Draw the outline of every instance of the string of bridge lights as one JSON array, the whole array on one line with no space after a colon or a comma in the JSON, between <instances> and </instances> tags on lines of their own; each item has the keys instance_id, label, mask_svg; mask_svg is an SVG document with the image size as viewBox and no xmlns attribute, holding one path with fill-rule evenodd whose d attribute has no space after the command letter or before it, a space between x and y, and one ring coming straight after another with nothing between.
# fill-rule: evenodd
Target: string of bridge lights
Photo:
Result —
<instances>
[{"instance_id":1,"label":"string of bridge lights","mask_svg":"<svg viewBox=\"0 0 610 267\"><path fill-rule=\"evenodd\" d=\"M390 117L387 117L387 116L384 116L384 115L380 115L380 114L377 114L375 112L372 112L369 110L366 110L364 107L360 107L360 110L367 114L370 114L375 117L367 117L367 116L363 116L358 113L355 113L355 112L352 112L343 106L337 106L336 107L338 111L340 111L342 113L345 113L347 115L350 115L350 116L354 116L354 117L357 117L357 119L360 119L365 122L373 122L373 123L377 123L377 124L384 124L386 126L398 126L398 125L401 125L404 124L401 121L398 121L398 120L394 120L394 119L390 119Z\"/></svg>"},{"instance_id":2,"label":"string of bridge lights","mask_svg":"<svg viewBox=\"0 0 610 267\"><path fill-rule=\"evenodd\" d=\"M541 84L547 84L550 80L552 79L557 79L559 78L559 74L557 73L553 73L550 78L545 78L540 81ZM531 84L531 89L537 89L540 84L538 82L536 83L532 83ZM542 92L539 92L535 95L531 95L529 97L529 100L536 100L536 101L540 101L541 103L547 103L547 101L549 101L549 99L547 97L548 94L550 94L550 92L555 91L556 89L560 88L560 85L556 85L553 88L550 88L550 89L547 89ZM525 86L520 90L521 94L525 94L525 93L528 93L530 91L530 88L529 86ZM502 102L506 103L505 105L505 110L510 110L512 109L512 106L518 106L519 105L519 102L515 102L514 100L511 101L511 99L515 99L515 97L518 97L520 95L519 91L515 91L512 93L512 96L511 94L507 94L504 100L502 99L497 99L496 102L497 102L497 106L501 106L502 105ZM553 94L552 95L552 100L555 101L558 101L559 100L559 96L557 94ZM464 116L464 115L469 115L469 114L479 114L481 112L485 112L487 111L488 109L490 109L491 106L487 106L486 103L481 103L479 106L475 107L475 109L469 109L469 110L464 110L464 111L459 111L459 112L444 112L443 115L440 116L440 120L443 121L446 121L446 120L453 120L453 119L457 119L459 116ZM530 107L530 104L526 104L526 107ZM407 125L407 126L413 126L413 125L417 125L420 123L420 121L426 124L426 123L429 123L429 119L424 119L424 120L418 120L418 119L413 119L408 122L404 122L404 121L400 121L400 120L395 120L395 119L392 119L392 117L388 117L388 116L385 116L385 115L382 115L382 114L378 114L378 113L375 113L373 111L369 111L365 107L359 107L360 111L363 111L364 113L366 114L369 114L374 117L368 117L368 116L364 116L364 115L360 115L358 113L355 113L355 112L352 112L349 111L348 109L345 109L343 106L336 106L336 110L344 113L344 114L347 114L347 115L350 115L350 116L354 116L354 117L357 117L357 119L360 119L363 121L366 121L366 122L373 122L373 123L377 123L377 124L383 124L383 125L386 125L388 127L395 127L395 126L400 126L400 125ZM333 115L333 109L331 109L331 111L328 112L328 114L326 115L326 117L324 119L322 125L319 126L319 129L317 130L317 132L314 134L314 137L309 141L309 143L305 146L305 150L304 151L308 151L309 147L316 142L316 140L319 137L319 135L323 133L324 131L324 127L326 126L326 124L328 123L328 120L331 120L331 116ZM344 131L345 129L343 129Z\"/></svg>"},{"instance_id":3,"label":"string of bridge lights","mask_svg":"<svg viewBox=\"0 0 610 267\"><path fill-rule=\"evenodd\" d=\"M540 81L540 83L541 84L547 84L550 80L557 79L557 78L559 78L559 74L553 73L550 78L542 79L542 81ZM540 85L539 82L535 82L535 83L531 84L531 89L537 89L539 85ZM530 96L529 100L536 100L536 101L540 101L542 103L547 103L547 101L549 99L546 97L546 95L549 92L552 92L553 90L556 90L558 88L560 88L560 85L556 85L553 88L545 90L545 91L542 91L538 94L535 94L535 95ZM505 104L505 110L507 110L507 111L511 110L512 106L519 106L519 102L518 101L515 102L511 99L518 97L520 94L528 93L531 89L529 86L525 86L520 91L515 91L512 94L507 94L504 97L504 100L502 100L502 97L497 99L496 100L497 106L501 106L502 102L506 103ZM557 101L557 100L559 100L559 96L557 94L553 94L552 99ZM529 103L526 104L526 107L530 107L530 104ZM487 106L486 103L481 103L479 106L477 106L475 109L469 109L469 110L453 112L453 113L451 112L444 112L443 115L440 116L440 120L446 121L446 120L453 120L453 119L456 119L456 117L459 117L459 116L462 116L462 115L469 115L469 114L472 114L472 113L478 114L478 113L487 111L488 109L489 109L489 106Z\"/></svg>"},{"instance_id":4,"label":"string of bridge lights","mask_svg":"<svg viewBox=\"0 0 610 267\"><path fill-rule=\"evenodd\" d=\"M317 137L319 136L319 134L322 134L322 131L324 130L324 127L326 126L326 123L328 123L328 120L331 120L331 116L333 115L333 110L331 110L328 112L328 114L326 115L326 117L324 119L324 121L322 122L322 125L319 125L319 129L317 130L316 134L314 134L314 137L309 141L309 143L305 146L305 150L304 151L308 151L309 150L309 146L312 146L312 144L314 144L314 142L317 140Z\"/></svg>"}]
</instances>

:::

| WHAT TO WORK ON |
Would you reproduce all the entries exactly?

| RESPONSE FOR THIS EXERCISE |
Draw the outline of every instance of the string of bridge lights as one JSON array, the whole array on one line with no space after a colon or a comma in the JSON, between <instances> and </instances> tags on lines of their own; each item has the keys instance_id, label, mask_svg; mask_svg is an SVG document with the image size as viewBox and no xmlns attribute, holding one path with fill-rule evenodd whose d attribute has no space after the command letter or before it, a space between x and y, and one ring coming straight after another with nothing between.
# fill-rule: evenodd
Target: string of bridge lights
Photo:
Result —
<instances>
[{"instance_id":1,"label":"string of bridge lights","mask_svg":"<svg viewBox=\"0 0 610 267\"><path fill-rule=\"evenodd\" d=\"M390 117L387 117L387 116L384 116L384 115L380 115L380 114L377 114L375 112L372 112L369 110L366 110L364 107L360 107L360 110L367 114L370 114L375 117L367 117L367 116L363 116L358 113L355 113L355 112L352 112L343 106L337 106L336 107L338 111L340 111L342 113L345 113L347 115L350 115L350 116L354 116L354 117L357 117L357 119L360 119L365 122L373 122L373 123L377 123L377 124L384 124L386 126L398 126L398 125L401 125L404 124L401 121L398 121L398 120L394 120L394 119L390 119Z\"/></svg>"},{"instance_id":2,"label":"string of bridge lights","mask_svg":"<svg viewBox=\"0 0 610 267\"><path fill-rule=\"evenodd\" d=\"M541 84L547 84L550 80L552 79L557 79L559 78L559 74L557 73L553 73L550 78L545 78L540 81ZM531 84L531 89L537 89L540 84L538 82L536 83L532 83ZM542 92L539 92L535 95L531 95L529 97L529 100L536 100L536 101L540 101L541 103L547 103L547 101L549 101L549 99L547 97L548 94L550 94L550 92L555 91L556 89L560 88L560 85L556 85L553 88L550 88L550 89L547 89ZM525 86L520 90L521 94L525 94L525 93L528 93L530 91L530 88L529 86ZM502 102L506 103L505 105L505 110L510 110L512 109L512 106L518 106L519 105L519 102L515 102L514 100L511 101L511 99L515 99L515 97L518 97L520 95L519 91L515 91L512 93L512 96L511 94L507 94L504 100L502 99L497 99L496 102L497 102L497 106L501 106L502 105ZM553 94L552 95L552 100L555 101L558 101L559 100L559 96L557 94ZM464 116L464 115L469 115L469 114L479 114L481 112L485 112L487 111L488 109L490 109L491 106L487 106L486 103L481 103L479 106L475 107L475 109L469 109L469 110L464 110L464 111L459 111L459 112L444 112L443 115L440 116L440 120L443 121L446 121L446 120L453 120L453 119L457 119L459 116ZM530 107L530 104L526 104L526 107ZM407 125L407 126L413 126L413 125L417 125L420 123L420 121L426 124L426 123L429 123L429 119L424 119L424 120L418 120L418 119L413 119L408 122L404 122L404 121L400 121L400 120L395 120L395 119L392 119L392 117L388 117L388 116L385 116L385 115L382 115L382 114L378 114L378 113L375 113L373 111L369 111L365 107L359 107L360 111L363 111L364 113L366 114L369 114L374 117L368 117L368 116L364 116L364 115L360 115L358 113L355 113L355 112L352 112L349 111L348 109L345 109L343 106L336 106L336 110L344 113L344 114L347 114L347 115L350 115L350 116L354 116L354 117L357 117L357 119L360 119L363 121L366 121L366 122L373 122L373 123L377 123L377 124L383 124L383 125L386 125L388 127L395 127L395 126L400 126L400 125ZM333 115L333 109L331 109L331 111L328 112L328 114L326 115L326 117L324 119L322 125L319 126L319 129L317 130L317 132L314 134L314 137L309 141L309 143L305 146L305 150L304 151L308 151L309 147L316 142L316 140L319 137L319 135L323 133L324 131L324 127L326 126L326 124L328 123L328 120L331 120L331 116ZM344 131L345 129L343 129Z\"/></svg>"},{"instance_id":3,"label":"string of bridge lights","mask_svg":"<svg viewBox=\"0 0 610 267\"><path fill-rule=\"evenodd\" d=\"M540 81L540 83L541 84L547 84L550 80L557 79L557 78L559 78L559 74L553 73L550 78L542 79L542 81ZM540 85L539 82L535 82L535 83L531 84L531 89L537 89L539 85ZM530 96L529 100L536 100L536 101L540 101L542 103L547 103L547 101L549 99L546 97L546 95L549 92L552 92L553 90L556 90L558 88L560 88L560 85L556 85L553 88L545 90L545 91L542 91L538 94L535 94L535 95ZM505 104L505 110L507 110L507 111L511 110L512 106L519 106L519 102L518 101L515 102L511 99L518 97L520 94L528 93L531 89L529 86L525 86L520 91L515 91L512 94L507 94L504 97L504 100L502 100L502 97L497 99L496 100L497 106L501 106L502 102L506 103ZM557 101L557 100L559 100L559 96L557 94L553 94L552 99ZM529 103L526 104L526 107L530 107L530 104ZM487 106L486 103L481 103L479 106L477 106L475 109L469 109L469 110L453 112L453 113L451 112L444 112L443 115L440 116L440 120L446 121L446 120L453 120L453 119L456 119L456 117L459 117L459 116L462 116L462 115L469 115L469 114L472 114L472 113L478 114L478 113L487 111L488 109L489 109L489 106Z\"/></svg>"},{"instance_id":4,"label":"string of bridge lights","mask_svg":"<svg viewBox=\"0 0 610 267\"><path fill-rule=\"evenodd\" d=\"M317 137L319 136L319 134L322 134L322 131L324 130L324 127L326 126L326 123L328 123L328 120L331 120L331 116L333 115L333 110L331 110L328 112L328 114L326 115L326 117L324 119L324 121L322 122L322 125L319 125L319 129L317 130L316 134L314 134L314 137L309 141L309 143L305 146L305 150L304 151L308 151L309 150L309 146L312 146L312 144L314 144L314 142L317 140Z\"/></svg>"}]
</instances>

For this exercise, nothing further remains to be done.